Direction:
Show each line of the material below that contains the word "sweater", matching uppercase and lowercase letters exactly.

Entries drawn from a collection

.....

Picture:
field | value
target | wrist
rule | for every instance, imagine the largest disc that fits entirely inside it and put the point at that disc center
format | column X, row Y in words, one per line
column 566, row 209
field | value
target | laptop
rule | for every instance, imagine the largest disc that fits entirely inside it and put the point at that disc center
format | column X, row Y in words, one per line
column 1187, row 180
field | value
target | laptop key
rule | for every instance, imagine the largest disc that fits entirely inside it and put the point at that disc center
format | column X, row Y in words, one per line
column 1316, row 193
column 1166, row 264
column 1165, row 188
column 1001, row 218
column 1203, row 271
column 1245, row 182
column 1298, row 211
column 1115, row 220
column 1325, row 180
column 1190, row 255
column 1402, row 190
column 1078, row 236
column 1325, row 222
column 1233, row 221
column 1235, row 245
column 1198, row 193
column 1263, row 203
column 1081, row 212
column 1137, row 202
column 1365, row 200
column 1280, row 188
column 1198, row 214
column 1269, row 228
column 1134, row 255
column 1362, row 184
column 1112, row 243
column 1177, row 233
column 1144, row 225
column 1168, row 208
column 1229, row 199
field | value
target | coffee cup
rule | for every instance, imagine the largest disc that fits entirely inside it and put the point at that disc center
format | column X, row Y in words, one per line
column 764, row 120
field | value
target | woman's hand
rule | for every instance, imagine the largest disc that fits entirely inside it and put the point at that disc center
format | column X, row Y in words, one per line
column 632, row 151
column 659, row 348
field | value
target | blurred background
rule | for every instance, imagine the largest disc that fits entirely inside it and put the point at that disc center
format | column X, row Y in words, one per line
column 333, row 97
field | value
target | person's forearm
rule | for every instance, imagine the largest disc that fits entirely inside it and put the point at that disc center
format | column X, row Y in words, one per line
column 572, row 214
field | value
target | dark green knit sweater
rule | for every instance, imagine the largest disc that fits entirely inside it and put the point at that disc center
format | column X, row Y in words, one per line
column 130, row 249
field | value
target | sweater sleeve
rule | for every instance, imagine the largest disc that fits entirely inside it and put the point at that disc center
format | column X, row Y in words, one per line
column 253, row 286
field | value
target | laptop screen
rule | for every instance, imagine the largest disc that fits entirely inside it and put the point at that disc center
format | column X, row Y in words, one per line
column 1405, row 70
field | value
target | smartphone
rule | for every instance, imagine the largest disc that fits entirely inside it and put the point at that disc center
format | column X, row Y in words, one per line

.....

Response to the task:
target | dark green knit sweater
target | sweater sleeve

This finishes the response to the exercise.